• [Prompt]: Starting with the line that contains "Expected: one point per instance of the wristwatch, each", copy each line exactly through the end of the listing, and omit all pictures.
====================
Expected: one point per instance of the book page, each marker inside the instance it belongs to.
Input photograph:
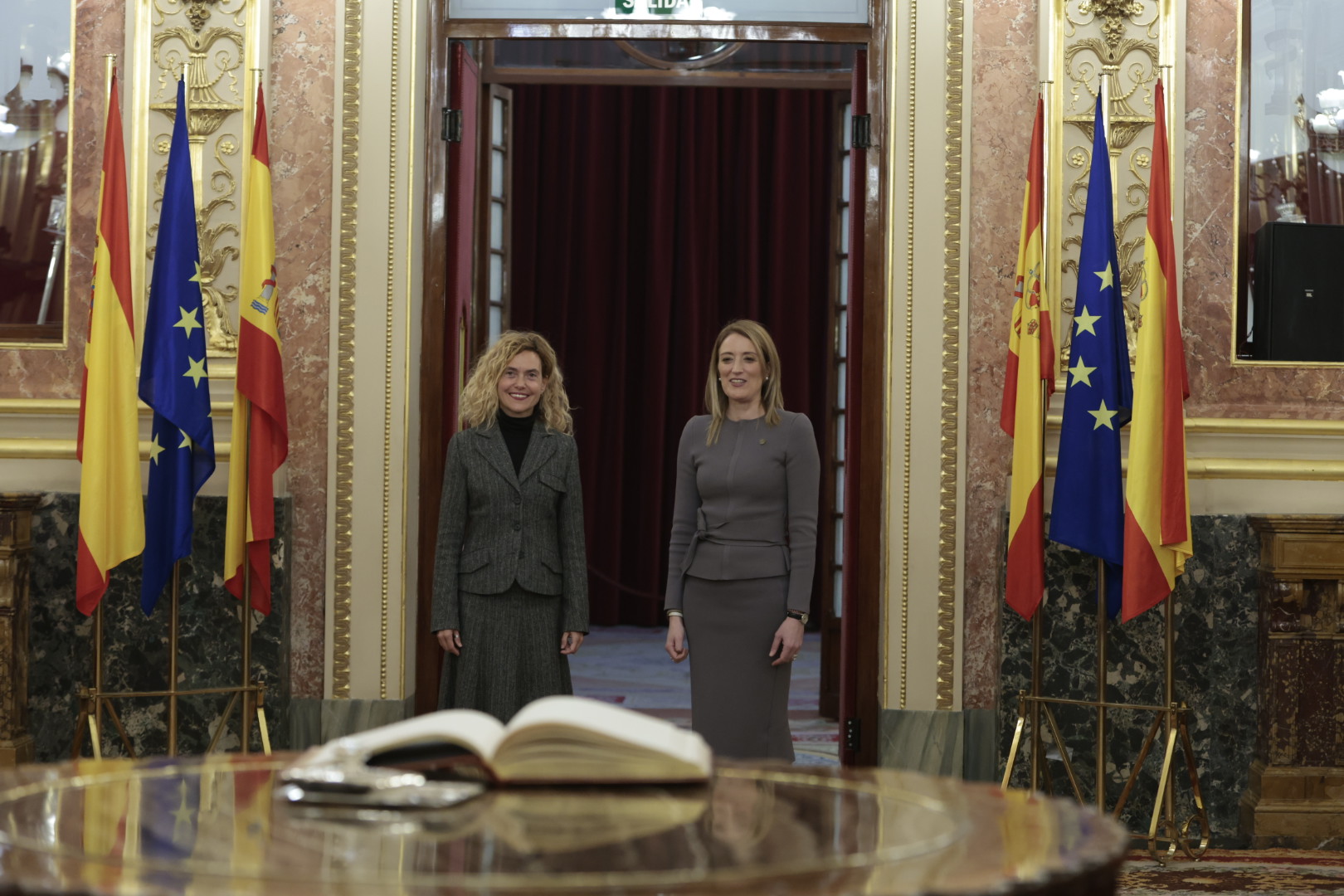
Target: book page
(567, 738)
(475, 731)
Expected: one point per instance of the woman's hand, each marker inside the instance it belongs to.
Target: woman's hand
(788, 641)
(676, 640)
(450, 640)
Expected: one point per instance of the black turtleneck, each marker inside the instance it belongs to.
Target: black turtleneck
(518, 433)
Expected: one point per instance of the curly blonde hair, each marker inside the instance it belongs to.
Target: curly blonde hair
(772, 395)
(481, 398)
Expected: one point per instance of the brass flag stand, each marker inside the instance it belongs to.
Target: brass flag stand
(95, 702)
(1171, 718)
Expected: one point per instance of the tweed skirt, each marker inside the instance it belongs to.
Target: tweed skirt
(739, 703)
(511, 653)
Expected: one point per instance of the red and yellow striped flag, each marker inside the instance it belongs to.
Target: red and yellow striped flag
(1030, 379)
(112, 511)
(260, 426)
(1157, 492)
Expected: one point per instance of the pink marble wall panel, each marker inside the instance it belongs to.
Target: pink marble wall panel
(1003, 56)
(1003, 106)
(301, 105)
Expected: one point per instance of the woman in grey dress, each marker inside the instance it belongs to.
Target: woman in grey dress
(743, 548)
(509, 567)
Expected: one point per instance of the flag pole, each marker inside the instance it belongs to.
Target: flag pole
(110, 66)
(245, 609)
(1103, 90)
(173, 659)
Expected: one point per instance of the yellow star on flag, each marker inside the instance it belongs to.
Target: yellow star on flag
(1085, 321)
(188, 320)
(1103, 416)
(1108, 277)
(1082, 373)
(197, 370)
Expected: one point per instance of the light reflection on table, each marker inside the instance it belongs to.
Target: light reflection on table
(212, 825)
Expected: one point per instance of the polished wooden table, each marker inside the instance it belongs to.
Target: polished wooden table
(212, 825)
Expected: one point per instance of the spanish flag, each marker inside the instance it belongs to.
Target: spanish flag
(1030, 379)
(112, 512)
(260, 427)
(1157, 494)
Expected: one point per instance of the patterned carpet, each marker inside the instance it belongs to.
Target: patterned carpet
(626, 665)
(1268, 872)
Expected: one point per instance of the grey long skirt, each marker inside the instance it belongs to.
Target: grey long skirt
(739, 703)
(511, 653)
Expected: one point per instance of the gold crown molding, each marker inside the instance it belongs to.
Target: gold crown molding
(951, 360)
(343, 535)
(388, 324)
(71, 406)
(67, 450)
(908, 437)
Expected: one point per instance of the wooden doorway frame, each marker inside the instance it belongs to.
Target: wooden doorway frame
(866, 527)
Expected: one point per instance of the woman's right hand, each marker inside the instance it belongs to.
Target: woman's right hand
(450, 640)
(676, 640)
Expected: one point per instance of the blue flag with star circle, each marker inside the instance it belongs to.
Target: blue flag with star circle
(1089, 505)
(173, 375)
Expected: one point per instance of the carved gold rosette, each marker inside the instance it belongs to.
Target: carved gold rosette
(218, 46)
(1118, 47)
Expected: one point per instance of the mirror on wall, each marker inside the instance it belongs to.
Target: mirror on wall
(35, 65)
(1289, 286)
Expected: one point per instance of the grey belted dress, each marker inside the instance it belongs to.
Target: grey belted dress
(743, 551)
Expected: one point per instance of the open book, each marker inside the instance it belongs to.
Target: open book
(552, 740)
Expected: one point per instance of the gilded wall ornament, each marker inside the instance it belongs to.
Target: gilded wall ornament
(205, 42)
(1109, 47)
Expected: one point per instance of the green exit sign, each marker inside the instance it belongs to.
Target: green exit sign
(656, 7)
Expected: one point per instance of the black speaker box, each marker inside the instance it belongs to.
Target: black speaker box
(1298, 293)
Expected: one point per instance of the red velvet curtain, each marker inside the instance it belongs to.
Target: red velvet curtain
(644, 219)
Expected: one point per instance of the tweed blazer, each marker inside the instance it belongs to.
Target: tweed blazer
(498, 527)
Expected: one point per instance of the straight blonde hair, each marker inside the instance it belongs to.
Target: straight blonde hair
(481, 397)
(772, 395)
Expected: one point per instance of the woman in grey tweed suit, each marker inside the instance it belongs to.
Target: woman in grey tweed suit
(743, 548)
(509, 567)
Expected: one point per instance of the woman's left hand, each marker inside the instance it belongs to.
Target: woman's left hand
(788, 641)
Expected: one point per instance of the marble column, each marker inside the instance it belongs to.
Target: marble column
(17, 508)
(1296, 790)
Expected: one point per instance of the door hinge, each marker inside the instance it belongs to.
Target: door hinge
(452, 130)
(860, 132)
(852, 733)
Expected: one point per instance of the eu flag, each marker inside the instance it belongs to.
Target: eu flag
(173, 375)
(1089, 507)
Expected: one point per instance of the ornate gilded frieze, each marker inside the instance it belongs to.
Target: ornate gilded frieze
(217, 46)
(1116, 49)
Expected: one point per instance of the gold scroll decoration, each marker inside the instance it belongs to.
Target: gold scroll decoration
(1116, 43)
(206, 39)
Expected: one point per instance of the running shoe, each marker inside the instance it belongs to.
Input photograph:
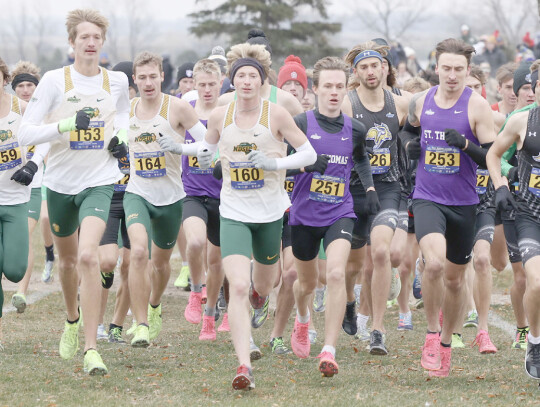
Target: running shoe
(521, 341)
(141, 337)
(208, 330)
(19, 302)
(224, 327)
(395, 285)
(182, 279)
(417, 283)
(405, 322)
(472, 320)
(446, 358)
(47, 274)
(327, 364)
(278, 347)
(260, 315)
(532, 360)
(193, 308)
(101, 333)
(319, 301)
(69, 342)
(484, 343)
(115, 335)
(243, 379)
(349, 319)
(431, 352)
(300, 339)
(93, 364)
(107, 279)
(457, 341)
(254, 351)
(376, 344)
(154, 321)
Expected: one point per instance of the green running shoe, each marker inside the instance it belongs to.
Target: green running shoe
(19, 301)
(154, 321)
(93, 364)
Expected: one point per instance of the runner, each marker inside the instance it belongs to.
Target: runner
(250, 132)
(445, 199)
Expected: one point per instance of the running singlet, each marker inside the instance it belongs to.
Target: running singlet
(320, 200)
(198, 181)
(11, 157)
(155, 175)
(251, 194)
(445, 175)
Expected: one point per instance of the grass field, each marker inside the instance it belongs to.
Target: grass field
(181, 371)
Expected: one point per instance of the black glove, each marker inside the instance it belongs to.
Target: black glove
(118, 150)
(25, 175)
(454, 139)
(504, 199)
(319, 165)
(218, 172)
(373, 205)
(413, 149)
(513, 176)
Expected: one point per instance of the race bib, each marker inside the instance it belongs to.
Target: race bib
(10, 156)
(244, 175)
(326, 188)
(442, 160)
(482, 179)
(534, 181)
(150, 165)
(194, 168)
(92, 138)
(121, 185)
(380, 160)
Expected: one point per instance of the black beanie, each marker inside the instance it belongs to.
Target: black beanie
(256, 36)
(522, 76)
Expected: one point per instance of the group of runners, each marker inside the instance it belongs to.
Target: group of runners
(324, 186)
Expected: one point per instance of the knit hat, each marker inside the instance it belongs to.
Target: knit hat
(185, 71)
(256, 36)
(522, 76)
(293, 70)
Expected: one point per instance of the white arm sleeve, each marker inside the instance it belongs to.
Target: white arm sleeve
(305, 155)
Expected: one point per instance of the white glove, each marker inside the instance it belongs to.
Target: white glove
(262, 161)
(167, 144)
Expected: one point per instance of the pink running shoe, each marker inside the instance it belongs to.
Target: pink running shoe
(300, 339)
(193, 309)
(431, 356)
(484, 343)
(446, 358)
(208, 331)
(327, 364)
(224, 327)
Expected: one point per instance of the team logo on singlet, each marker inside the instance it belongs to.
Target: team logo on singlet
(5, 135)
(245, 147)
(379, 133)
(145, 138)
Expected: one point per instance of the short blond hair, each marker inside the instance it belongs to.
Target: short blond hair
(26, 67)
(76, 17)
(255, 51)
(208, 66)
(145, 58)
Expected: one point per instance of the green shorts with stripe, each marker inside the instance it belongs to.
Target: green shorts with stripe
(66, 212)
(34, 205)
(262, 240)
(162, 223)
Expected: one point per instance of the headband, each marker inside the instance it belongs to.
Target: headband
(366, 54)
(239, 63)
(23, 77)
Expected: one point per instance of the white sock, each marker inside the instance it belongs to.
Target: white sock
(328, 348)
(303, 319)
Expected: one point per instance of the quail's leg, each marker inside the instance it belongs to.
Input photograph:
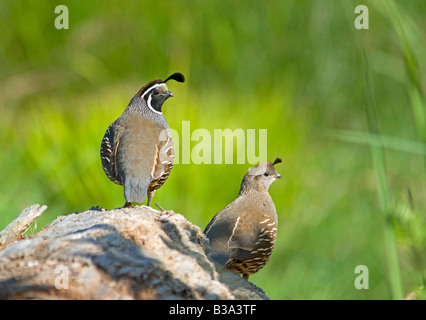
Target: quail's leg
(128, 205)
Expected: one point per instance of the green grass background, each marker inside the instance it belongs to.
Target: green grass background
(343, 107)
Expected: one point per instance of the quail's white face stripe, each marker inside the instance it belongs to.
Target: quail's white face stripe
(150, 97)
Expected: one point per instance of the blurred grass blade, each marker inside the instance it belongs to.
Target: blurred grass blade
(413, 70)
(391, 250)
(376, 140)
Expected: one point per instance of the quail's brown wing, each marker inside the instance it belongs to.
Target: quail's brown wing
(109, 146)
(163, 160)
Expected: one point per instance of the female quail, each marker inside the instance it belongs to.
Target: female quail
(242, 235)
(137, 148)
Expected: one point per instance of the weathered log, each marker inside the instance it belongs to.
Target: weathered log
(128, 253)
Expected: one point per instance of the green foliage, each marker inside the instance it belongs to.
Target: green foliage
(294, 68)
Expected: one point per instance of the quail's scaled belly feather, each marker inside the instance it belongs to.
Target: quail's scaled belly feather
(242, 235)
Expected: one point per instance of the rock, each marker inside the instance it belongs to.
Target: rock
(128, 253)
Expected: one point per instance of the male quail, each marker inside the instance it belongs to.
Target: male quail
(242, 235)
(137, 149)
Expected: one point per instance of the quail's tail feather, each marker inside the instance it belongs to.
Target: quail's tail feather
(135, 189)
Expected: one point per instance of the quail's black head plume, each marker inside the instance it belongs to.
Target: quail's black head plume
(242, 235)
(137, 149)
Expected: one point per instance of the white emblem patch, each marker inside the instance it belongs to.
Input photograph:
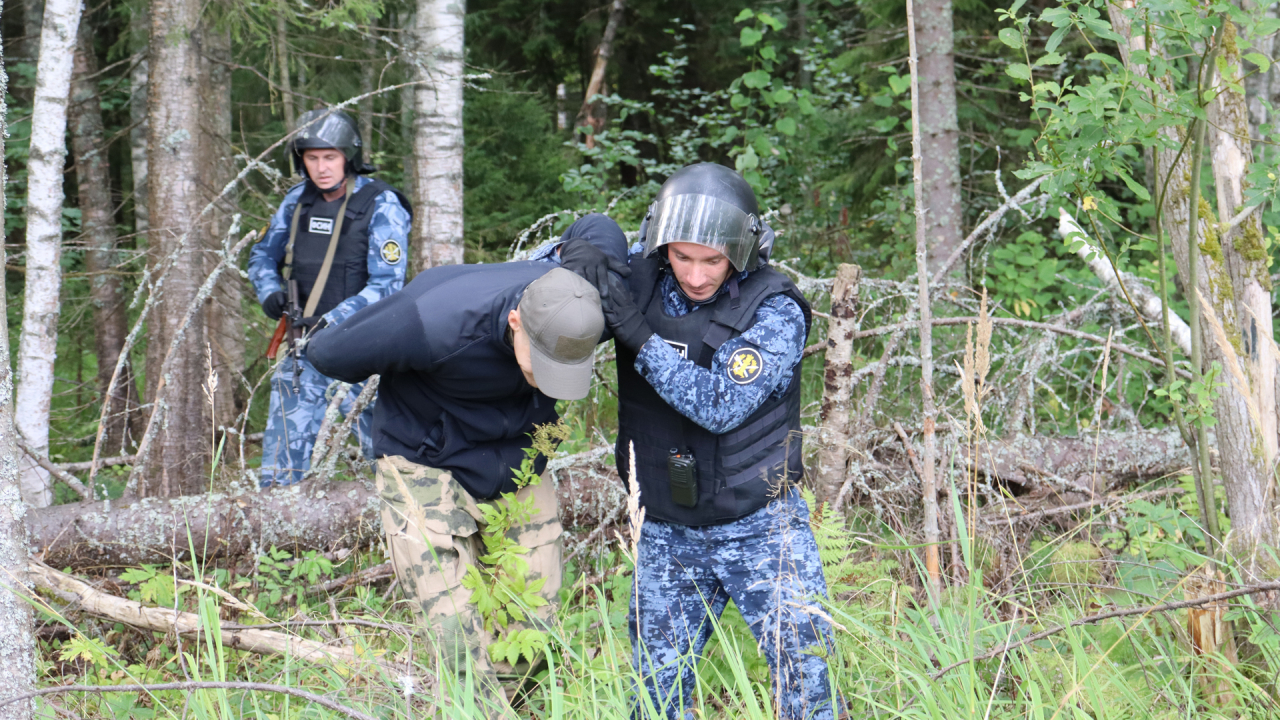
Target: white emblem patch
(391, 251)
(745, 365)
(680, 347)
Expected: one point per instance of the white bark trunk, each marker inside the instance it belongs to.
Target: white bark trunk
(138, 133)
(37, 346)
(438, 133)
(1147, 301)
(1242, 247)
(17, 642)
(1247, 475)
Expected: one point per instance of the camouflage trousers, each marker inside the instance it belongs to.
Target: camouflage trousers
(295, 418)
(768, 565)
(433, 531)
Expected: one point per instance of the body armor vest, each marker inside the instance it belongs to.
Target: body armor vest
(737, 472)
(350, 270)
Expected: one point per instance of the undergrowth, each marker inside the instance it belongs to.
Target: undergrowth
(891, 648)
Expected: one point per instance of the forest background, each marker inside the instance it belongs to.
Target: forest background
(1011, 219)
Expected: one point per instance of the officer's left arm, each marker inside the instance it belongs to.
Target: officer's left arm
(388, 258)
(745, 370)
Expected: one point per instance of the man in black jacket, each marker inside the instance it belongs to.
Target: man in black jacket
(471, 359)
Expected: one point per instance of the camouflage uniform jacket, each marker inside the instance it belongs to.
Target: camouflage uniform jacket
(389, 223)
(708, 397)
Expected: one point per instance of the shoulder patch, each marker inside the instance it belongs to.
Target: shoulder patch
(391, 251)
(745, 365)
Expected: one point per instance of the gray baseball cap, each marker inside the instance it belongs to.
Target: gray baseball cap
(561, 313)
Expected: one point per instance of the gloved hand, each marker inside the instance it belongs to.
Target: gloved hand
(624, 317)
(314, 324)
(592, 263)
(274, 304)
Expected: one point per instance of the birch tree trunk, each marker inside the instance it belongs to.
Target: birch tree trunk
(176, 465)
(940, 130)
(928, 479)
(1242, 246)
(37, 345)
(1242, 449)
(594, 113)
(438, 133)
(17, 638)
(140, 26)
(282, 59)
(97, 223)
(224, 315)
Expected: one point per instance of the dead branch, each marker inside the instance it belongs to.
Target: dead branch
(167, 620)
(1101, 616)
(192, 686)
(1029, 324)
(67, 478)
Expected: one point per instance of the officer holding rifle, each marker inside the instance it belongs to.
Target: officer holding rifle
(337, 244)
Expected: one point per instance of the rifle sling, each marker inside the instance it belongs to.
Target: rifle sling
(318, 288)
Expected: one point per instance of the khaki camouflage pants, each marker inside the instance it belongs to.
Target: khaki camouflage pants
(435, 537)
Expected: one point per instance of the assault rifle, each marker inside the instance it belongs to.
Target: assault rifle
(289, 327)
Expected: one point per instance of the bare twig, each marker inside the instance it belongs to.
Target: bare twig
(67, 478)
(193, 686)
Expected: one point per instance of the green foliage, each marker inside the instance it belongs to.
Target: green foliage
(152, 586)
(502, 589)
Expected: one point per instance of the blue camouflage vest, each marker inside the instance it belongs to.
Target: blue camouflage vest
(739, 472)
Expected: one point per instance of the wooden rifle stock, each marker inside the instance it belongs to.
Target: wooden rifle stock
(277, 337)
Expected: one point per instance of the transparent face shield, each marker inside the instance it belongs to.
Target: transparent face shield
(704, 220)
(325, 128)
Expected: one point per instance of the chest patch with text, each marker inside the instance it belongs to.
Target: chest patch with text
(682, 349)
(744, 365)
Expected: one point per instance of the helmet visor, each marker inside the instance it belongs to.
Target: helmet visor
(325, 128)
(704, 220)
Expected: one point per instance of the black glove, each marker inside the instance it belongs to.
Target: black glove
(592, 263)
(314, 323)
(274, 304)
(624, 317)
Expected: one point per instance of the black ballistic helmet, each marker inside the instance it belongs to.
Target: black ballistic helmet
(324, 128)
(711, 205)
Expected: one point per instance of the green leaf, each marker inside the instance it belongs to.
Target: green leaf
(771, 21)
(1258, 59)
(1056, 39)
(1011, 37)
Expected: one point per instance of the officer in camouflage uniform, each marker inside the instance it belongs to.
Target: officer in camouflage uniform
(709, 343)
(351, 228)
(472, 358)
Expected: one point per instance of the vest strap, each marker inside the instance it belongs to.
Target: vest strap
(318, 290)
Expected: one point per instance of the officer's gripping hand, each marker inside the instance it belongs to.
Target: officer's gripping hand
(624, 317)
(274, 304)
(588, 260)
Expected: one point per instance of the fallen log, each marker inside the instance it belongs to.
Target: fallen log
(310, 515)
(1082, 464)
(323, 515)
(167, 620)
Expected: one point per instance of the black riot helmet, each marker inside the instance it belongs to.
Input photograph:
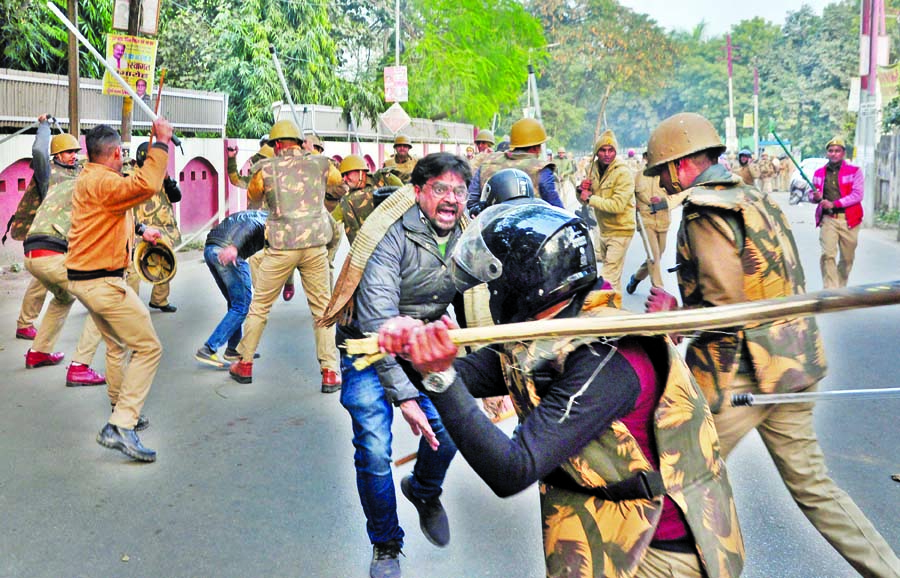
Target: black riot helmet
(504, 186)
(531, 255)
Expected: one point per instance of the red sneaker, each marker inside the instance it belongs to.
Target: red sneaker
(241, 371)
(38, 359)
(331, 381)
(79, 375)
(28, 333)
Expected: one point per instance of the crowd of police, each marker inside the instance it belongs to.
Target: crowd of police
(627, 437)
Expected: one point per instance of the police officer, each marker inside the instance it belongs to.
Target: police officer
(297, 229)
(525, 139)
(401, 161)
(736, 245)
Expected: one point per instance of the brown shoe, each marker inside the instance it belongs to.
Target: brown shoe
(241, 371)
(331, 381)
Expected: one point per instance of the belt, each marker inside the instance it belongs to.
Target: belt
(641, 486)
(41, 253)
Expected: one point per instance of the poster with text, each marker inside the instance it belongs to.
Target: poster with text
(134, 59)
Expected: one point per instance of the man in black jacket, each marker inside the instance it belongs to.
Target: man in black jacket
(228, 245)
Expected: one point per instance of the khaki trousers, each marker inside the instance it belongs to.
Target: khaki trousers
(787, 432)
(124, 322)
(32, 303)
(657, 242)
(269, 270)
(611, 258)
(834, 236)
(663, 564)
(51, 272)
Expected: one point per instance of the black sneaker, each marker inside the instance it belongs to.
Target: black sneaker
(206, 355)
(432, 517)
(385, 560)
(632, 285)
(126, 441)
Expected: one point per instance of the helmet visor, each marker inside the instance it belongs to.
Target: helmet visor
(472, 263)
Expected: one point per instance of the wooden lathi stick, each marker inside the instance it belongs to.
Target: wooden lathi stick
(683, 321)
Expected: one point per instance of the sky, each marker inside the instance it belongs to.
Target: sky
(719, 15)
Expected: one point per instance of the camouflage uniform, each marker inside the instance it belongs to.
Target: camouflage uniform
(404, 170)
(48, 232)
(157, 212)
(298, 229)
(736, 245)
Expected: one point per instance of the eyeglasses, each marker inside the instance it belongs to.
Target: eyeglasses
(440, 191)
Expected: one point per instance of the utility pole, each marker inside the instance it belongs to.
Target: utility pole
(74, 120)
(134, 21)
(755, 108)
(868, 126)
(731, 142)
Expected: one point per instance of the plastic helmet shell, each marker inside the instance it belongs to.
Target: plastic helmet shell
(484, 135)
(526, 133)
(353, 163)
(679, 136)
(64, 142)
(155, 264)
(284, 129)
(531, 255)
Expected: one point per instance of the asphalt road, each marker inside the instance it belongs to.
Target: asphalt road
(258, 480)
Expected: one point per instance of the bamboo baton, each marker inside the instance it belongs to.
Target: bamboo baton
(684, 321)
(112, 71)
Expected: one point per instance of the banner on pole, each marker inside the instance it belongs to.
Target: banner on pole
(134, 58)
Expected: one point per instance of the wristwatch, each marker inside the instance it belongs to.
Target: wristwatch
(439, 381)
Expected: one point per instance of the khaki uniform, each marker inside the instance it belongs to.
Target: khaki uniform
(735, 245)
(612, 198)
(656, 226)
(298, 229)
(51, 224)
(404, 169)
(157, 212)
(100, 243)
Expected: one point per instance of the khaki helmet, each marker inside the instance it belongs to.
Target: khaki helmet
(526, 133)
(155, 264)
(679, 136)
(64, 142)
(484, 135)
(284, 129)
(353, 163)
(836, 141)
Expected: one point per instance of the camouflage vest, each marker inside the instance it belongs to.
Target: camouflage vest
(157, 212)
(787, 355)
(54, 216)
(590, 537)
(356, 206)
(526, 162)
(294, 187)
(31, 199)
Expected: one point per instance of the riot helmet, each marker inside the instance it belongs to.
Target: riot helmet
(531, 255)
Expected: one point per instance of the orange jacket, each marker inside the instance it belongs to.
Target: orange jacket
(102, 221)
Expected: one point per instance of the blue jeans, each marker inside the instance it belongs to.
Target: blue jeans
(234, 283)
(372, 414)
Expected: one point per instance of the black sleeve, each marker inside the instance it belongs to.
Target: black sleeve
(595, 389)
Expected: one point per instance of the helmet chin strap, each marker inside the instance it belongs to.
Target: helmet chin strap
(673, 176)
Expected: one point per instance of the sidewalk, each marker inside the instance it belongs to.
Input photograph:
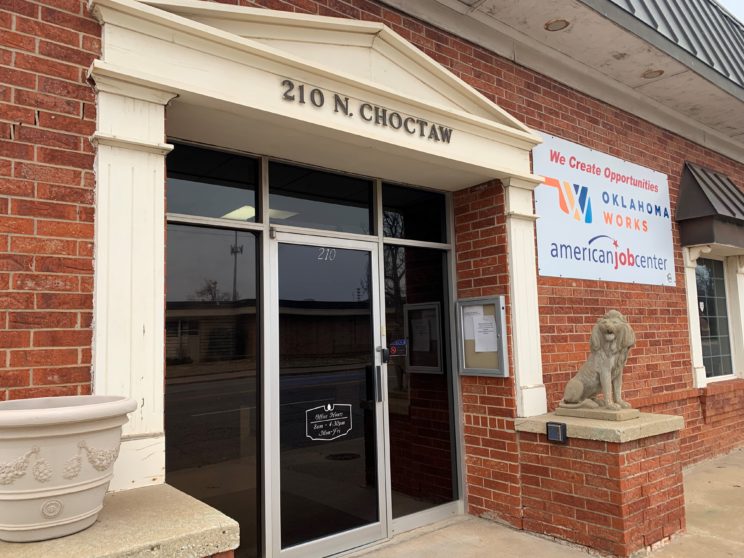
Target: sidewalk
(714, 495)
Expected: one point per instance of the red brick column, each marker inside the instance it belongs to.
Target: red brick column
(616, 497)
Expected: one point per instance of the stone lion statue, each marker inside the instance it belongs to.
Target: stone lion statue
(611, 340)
====================
• [Output of the task]:
Expected: one point per instance of the wristwatch, each marker inside the instance it belongs to.
Target: wristwatch
(439, 381)
Expected: one point per instance of the khaki uniform, each marker inside the instance it belongs to.
Target: khaki uniform
(735, 245)
(612, 198)
(656, 226)
(298, 229)
(51, 224)
(404, 169)
(157, 212)
(100, 243)
Expected: one point per instance of the khaki helmet, each marker inside the instance it belongs to.
Target: khaki helmet
(526, 133)
(155, 264)
(679, 136)
(64, 142)
(484, 135)
(284, 129)
(353, 163)
(836, 141)
Expected: one point per instance of the camouflage vest, each marker inside the instance it belongs to.
Target: camouflage vest
(157, 212)
(787, 355)
(54, 216)
(590, 537)
(356, 206)
(526, 162)
(294, 187)
(31, 199)
Expected: one point per instance of the riot helmet, each marker inside the instance it belongs to.
Target: riot helmet
(531, 255)
Expected: one point per instance of the orange jacket, each marker inside the instance it belongs to.
Target: orange jacket
(102, 221)
Expected: one point per instance of the blue jeans, each marker inside the instance it belongs to.
Target: blue jeans
(234, 283)
(372, 414)
Expected: one point per instance of the black sleeve, each marker inside the instance it belongs to.
Target: black sleeve
(595, 389)
Expected: one point per instance of the helmet chin strap, each marker inside the instance it belongs to.
Target: helmet chin strap
(673, 176)
Expected: one point per instance of the sidewalk, each marker inside the instance it belongs to.
Input photograph:
Target: sidewalk
(714, 495)
Expected: one point per instance of the red brick column, each marker inside the instance it belongs to.
Target: red brick column
(616, 497)
Expected: one point per instance of the stone lion statue, each marker inside the instance it belongs to.
Target: stone lion statue
(611, 340)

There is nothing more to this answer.